BEGIN

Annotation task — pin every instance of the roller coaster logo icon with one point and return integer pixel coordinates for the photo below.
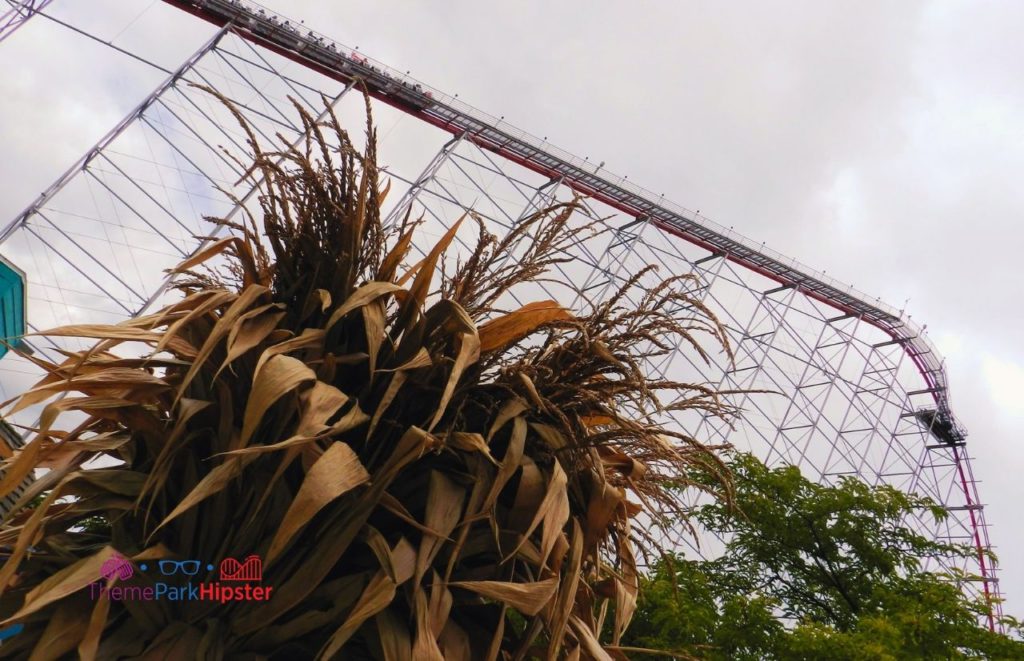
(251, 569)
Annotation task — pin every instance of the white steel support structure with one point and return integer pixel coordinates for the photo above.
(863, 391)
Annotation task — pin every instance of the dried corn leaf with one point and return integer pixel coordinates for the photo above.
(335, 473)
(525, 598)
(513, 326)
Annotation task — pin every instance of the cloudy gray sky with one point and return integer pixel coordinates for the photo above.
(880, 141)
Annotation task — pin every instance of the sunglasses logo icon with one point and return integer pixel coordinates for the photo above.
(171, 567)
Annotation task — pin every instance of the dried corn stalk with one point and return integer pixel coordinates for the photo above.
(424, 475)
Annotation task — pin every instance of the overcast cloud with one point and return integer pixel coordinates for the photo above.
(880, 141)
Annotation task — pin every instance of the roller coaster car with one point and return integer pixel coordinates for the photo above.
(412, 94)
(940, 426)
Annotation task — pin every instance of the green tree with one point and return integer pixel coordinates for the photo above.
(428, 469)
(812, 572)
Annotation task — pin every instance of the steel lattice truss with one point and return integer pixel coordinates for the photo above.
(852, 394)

END

* [Directions for this task] Rewrite all of the material above as a numbered list, with blank lines and pictures left out.

* [Problem solution]
1. Annotation task — pin every instance of the roller coaster logo icon with one point and return integer pixel coordinates for the photo below.
2. (251, 569)
3. Annotation task — pin every instance of the white steel support structure with one point and return integer pixel coordinates for the photo above.
4. (863, 391)
5. Annotation task — pin every instance of the dried corn leaf with one point and return integer pixel coordinates for the photo above.
6. (335, 473)
7. (525, 598)
8. (513, 326)
9. Annotation task — pin every instance of the cloudy gray sky with one point and return integer pixel coordinates for the photo above.
10. (880, 141)
11. Annotation task — pin every instance of the sunglasses logo icon with one point and return integer pixel coordinates for the photo above.
12. (171, 567)
13. Annotation task — pin every instance of the dried corn stalk with one point and return integer pixel coordinates for the photo above.
14. (424, 475)
15. Annotation task — pin every instance of the overcast cloud with one point and return integer pixel coordinates for the photo above.
16. (880, 141)
17. Annotation task — pin every instance of the roller coaster car with one point and return integer pixel coordinates for the photo above.
18. (412, 94)
19. (940, 426)
20. Annotation task — pin every instance of the green tree with one point and return integer pixel coordinates for the photo above.
21. (428, 469)
22. (812, 572)
23. Annotation task — pin every instance of the steel lattice truss with one point and return integer pixel coordinates for the photo above.
24. (852, 394)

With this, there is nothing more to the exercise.